■ What to work on: Quote the material verbatim, everything from the line containing "Return one point per instance of the embossed" down to the line containing "x=241 y=339", both of those lines included. Omit the pictures.

** start Source data **

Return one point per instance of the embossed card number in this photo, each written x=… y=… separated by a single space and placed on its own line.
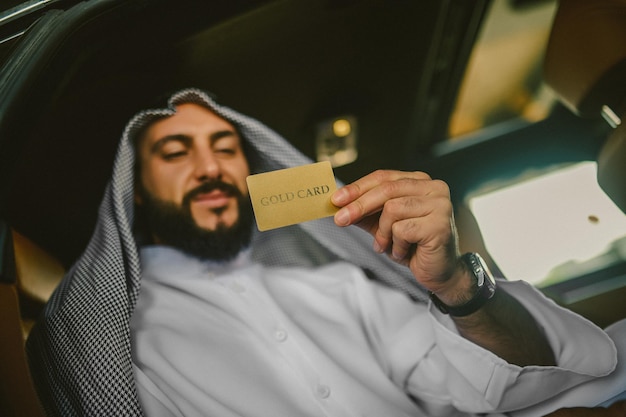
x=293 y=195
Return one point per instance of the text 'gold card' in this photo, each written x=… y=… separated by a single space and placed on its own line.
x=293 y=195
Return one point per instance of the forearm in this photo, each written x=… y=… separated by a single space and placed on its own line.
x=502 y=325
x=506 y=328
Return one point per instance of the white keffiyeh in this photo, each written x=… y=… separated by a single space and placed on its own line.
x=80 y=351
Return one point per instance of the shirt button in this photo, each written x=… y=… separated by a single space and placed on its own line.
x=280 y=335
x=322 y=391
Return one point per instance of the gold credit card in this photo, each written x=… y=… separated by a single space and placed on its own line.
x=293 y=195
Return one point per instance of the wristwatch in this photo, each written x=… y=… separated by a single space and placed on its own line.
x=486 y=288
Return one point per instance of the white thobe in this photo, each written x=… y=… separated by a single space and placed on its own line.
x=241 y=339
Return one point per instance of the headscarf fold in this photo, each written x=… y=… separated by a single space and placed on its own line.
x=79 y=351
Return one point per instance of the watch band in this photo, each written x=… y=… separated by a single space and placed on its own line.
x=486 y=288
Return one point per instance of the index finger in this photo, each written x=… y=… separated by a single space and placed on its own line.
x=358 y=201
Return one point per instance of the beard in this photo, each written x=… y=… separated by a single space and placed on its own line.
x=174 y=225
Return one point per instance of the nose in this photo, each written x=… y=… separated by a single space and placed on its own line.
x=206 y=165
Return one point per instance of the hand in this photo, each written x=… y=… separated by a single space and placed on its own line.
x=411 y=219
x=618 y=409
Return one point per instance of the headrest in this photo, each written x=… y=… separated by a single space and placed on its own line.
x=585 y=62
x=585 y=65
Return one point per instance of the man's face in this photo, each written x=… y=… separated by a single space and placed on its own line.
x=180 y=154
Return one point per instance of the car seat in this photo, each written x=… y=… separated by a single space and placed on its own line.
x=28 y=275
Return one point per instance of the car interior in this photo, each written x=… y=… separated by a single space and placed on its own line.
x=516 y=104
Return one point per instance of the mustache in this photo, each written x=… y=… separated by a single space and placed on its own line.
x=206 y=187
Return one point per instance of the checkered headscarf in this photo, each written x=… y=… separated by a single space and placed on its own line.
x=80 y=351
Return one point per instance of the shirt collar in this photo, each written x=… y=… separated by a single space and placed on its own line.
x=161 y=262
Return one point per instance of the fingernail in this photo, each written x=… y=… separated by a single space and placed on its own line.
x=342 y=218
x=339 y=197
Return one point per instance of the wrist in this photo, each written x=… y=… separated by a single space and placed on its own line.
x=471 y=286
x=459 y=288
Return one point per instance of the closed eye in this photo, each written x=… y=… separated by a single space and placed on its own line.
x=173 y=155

** end Source data **
** start Source data **

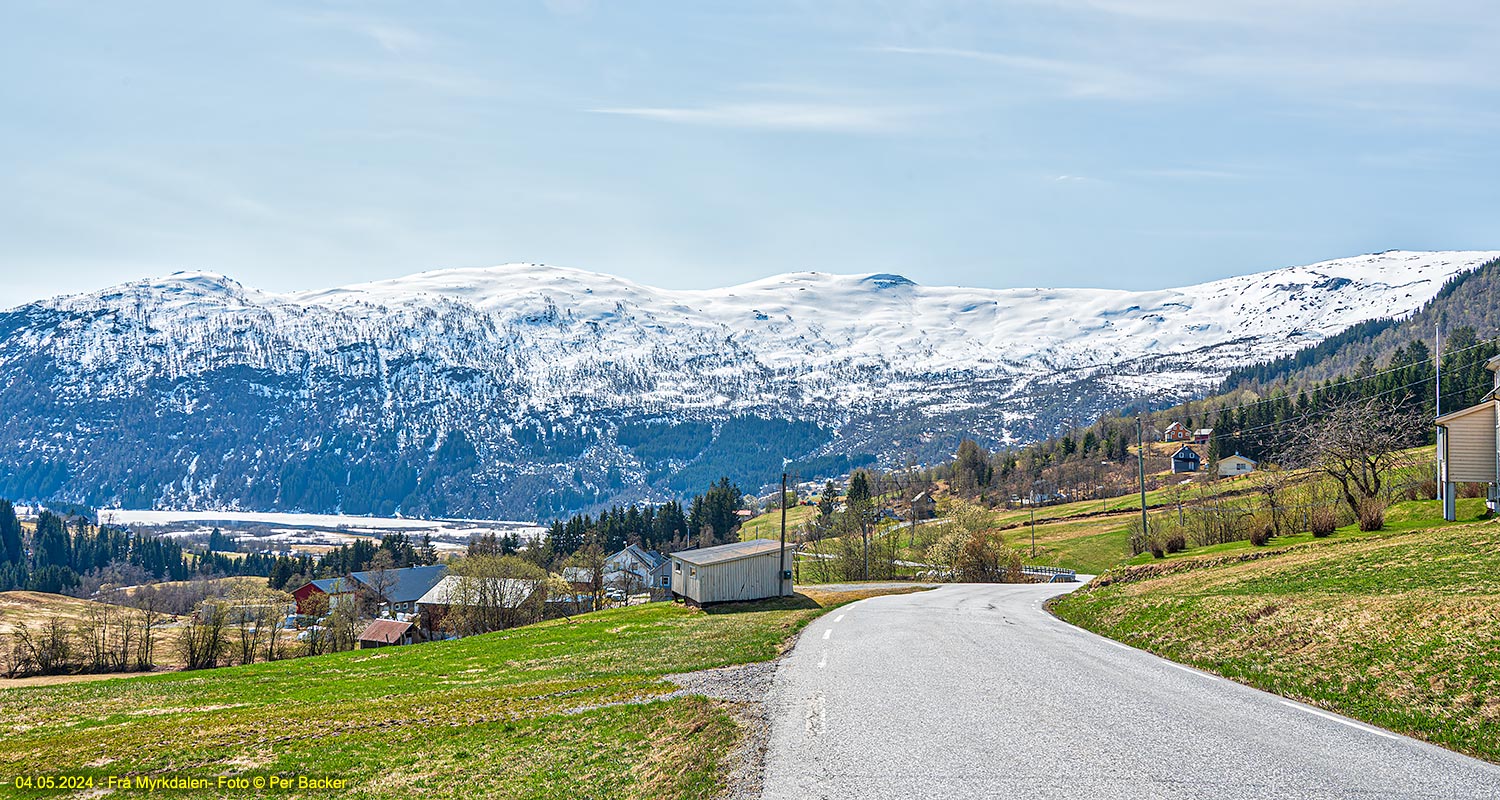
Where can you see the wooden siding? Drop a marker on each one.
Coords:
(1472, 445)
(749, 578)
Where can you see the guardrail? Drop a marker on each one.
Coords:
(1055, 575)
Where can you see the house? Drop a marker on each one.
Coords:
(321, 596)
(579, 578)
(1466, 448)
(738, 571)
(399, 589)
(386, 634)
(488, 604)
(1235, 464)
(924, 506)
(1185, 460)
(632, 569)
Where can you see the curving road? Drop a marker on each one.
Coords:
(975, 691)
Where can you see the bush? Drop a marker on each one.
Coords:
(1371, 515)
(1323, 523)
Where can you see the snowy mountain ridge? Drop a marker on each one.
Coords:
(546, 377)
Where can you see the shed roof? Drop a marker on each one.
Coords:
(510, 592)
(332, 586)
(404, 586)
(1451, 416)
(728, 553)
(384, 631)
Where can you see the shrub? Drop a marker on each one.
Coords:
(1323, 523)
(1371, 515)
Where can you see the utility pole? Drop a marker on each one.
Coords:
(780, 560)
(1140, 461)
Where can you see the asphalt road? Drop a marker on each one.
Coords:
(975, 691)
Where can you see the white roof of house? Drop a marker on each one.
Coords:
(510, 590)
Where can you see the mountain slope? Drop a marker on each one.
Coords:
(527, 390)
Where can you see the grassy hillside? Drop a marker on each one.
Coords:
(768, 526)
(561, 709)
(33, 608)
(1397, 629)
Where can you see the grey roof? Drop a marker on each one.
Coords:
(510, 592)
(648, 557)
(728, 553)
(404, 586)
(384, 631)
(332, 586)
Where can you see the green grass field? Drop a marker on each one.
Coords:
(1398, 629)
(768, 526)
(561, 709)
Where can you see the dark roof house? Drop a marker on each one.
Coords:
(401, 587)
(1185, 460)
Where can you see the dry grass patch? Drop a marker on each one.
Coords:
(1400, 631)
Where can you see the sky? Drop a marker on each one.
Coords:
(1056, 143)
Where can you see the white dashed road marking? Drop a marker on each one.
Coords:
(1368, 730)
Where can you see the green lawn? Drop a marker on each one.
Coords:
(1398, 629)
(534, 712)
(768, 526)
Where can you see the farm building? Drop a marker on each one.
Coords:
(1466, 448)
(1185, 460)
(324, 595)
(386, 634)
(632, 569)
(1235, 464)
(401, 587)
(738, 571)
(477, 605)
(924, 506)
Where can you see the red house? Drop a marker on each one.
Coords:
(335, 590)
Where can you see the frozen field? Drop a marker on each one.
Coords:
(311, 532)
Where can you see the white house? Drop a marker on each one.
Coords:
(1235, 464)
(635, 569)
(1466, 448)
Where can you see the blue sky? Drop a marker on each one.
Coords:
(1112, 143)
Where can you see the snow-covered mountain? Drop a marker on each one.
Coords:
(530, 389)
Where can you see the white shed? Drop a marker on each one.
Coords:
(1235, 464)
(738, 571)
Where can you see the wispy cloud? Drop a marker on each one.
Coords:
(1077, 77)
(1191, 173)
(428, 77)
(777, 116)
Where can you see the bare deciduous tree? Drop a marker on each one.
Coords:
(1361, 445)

** end Source data **

■ Solution below:
Return one point per instance of the embossed card number in this photo, each written x=… y=… separated by a single space and placed on its own line.
x=293 y=195
Return one point per instance of the text 'gold card' in this photo, each written x=… y=… separated by a single space and placed on its own line.
x=293 y=195
Return one point per instance of the forearm in this photo, each written x=… y=… separated by a single space and placed on its own line.
x=502 y=325
x=506 y=328
Return one point per instance of the white keffiyeh in this photo, each written x=… y=… separated by a single space and placed on its own line.
x=80 y=351
Return one point per instance of the shirt button in this photo, each written x=… y=… separated by a single space and placed on its own line.
x=280 y=335
x=322 y=391
Return one point per instance of the gold credit card in this photo, each written x=… y=… separated by a single space and placed on its own line.
x=293 y=195
Return one point per instance of the wristwatch in this photo, each written x=… y=… separated by a single space and placed on its own line.
x=486 y=288
Return one point per instance of the white thobe in this photo, each written x=… y=… separated by a single space and placed on its own line.
x=241 y=339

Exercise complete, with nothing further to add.